(Items from a data source)
____

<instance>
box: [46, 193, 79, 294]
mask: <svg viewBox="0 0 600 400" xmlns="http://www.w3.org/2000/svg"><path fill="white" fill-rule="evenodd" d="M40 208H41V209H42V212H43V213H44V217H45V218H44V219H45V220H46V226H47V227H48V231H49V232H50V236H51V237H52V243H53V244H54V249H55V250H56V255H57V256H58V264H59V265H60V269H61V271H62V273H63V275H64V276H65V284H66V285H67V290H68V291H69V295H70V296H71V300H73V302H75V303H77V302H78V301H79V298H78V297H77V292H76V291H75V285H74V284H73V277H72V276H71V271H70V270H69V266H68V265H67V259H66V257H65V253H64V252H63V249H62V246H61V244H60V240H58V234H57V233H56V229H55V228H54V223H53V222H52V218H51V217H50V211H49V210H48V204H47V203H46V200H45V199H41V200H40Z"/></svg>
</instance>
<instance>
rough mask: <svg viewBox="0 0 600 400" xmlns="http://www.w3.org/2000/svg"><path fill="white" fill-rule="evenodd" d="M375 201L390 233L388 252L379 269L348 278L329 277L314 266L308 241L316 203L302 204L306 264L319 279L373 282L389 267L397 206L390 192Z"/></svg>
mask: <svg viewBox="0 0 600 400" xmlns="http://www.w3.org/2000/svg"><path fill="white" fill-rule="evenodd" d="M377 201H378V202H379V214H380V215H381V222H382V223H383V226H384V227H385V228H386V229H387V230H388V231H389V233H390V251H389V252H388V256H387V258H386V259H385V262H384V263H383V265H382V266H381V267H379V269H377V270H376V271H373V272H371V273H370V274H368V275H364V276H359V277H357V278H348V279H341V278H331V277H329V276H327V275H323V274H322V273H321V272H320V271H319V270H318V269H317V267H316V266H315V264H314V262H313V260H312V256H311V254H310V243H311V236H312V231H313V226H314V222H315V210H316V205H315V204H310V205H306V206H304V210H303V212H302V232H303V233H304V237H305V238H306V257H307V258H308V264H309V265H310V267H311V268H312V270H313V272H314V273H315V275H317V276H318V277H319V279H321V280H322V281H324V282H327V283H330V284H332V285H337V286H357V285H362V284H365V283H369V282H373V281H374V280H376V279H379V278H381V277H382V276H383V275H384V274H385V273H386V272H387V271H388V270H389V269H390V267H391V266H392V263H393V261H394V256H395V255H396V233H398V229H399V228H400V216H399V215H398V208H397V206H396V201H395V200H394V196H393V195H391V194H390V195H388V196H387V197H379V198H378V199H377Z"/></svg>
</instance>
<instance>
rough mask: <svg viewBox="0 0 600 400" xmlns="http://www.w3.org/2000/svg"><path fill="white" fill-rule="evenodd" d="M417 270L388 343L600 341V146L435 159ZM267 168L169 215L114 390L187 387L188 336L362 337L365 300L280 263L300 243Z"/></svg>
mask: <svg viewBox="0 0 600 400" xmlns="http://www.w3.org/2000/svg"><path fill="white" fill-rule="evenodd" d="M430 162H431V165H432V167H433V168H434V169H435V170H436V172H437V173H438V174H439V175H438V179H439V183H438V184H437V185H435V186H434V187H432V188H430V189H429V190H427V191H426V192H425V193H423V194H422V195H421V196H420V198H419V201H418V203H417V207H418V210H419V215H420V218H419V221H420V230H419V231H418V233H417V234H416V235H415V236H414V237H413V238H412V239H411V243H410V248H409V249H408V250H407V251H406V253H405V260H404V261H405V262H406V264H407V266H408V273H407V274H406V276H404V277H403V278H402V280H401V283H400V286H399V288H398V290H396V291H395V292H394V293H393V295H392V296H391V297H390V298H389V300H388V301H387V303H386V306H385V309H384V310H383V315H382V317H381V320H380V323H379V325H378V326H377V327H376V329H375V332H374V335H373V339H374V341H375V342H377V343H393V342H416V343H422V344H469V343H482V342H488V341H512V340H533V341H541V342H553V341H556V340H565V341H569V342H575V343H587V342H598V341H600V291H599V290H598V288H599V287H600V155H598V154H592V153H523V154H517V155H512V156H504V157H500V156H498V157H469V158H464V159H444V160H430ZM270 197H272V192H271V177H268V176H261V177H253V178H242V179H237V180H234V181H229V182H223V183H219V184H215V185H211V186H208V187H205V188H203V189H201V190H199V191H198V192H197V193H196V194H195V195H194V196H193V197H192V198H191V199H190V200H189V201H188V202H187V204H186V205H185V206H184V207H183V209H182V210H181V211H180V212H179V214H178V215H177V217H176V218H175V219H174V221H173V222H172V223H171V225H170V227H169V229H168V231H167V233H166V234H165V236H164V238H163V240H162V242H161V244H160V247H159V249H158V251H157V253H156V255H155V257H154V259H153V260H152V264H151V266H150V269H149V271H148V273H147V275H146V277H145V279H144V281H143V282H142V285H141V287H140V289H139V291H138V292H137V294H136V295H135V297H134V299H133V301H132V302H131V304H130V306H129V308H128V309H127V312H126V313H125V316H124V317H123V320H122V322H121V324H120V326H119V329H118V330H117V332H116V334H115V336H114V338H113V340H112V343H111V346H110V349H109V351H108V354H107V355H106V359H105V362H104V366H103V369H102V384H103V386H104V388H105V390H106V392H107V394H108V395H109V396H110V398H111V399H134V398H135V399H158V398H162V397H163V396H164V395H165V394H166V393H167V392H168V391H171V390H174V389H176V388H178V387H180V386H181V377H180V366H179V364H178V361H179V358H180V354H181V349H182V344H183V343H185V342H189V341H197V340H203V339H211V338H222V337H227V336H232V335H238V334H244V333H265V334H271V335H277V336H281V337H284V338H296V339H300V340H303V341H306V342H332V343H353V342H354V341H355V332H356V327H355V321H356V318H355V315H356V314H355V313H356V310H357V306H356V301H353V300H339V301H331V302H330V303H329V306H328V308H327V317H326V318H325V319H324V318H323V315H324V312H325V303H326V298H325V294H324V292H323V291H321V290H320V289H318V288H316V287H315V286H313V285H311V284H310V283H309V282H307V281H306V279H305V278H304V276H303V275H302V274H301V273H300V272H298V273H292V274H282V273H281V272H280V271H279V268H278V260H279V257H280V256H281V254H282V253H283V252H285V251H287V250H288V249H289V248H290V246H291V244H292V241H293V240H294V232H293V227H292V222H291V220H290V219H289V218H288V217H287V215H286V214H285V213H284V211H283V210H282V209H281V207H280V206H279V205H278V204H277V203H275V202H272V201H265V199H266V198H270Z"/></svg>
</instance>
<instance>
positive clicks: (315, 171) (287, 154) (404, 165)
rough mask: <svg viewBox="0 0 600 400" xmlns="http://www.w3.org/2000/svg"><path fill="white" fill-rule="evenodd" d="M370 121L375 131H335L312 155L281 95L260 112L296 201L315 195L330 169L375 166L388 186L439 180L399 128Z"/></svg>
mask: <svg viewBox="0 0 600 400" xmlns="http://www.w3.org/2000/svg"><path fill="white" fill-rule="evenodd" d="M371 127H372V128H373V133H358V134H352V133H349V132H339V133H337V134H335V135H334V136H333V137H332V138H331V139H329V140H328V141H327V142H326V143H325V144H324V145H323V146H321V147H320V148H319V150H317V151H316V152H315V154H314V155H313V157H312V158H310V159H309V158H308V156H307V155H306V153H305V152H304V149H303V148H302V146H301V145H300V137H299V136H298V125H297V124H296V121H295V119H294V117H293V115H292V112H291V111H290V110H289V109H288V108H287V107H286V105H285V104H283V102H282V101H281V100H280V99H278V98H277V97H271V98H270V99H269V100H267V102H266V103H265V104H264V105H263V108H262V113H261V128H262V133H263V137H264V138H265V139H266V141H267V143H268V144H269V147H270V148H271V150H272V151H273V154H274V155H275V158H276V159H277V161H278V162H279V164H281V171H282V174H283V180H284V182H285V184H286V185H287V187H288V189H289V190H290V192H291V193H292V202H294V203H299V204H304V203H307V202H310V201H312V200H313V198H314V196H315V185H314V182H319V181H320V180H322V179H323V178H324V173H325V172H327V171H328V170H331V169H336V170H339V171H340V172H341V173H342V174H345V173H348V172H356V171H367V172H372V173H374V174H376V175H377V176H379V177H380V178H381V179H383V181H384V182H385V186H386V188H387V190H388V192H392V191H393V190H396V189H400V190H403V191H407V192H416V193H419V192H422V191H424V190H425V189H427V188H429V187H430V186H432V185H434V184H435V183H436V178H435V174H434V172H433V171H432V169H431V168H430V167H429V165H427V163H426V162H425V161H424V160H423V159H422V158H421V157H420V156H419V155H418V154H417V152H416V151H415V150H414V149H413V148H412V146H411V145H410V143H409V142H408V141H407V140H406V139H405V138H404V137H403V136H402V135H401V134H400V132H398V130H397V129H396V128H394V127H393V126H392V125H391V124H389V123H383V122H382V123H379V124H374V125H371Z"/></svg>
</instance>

____

→ TASK DETAILS:
Locate each line in the records above that contains the string "rough", treating case as significant, and copy every such line.

→ WORKED SOLUTION:
rough mask: <svg viewBox="0 0 600 400" xmlns="http://www.w3.org/2000/svg"><path fill="white" fill-rule="evenodd" d="M375 201L390 233L388 252L379 269L348 278L329 277L314 266L308 241L316 203L302 204L306 264L319 279L373 282L389 267L397 206L390 192Z"/></svg>
rough mask: <svg viewBox="0 0 600 400" xmlns="http://www.w3.org/2000/svg"><path fill="white" fill-rule="evenodd" d="M417 270L388 343L600 341V146L435 159ZM267 168L169 215L114 390L187 387L188 336L362 337L365 300L280 263L300 243Z"/></svg>
rough mask: <svg viewBox="0 0 600 400" xmlns="http://www.w3.org/2000/svg"><path fill="white" fill-rule="evenodd" d="M370 121L375 131H335L312 155L281 95L260 112L296 201L315 195L330 169L375 166L388 186L439 180L399 128Z"/></svg>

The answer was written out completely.